__WHAT YOU WILL DO__.
Output all the material that follows, exactly as given.

__DATA SECTION__.
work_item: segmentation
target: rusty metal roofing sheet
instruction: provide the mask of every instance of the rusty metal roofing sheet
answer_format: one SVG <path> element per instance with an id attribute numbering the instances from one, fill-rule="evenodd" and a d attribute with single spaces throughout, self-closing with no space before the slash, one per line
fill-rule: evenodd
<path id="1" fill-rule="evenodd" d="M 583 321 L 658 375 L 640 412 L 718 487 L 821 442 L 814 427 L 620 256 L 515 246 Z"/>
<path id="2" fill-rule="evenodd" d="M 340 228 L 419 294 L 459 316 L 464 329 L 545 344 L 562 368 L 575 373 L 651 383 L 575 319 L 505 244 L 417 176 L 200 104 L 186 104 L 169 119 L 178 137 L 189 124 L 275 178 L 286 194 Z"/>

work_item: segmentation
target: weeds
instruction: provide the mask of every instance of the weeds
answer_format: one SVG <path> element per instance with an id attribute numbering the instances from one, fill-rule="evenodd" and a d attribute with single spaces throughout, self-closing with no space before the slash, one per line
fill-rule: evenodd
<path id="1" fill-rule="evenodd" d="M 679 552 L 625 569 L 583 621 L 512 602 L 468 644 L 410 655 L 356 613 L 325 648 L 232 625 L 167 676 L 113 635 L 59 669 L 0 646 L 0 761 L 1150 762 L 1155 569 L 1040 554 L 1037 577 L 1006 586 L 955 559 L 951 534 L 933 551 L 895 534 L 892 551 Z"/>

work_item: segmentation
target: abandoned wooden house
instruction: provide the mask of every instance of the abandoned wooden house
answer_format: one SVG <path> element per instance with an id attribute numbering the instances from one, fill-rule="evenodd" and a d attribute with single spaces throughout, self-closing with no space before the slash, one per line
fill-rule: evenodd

__THE ANSWER__.
work_item: segmentation
target: rusty metal roofing sheet
instruction: provide the mask of every instance of the rusty metal roofing sheet
answer_format: one SVG <path> element per instance with an id attribute numbering the instances from one, fill-rule="evenodd" and a d attribute with single spaces throughout, self-closing with no space before the slash, one per line
fill-rule: evenodd
<path id="1" fill-rule="evenodd" d="M 583 321 L 658 375 L 640 412 L 718 487 L 821 442 L 814 427 L 620 256 L 515 246 Z"/>
<path id="2" fill-rule="evenodd" d="M 340 228 L 419 294 L 459 316 L 464 329 L 545 344 L 562 368 L 575 373 L 651 383 L 575 319 L 505 244 L 417 176 L 200 104 L 186 104 L 169 119 L 178 137 L 189 124 L 275 178 L 286 194 Z"/>

work_item: segmentation
target: weeds
instruction: provide the mask of every instance of the weeds
answer_format: one SVG <path> element per instance with an id attribute numbering the instances from one, fill-rule="evenodd" and a d attribute with single spaces throughout, self-closing with no space before the slash, one per line
fill-rule: evenodd
<path id="1" fill-rule="evenodd" d="M 679 552 L 625 569 L 583 621 L 512 602 L 468 644 L 410 655 L 356 613 L 325 648 L 232 625 L 167 676 L 113 635 L 59 669 L 0 646 L 0 761 L 1150 762 L 1155 569 L 1040 554 L 1037 577 L 1006 586 L 955 559 L 951 534 L 933 551 L 895 534 L 892 551 Z"/>

work_item: segmentation
target: abandoned wooden house
instruction: provide the mask of every instance of the abandoned wooden house
answer_format: one SVG <path> element per instance with an id attribute numbering the instances from one, fill-rule="evenodd" and a d attribute with single spaces throughout, self-closing with no space before the slash, one per line
fill-rule: evenodd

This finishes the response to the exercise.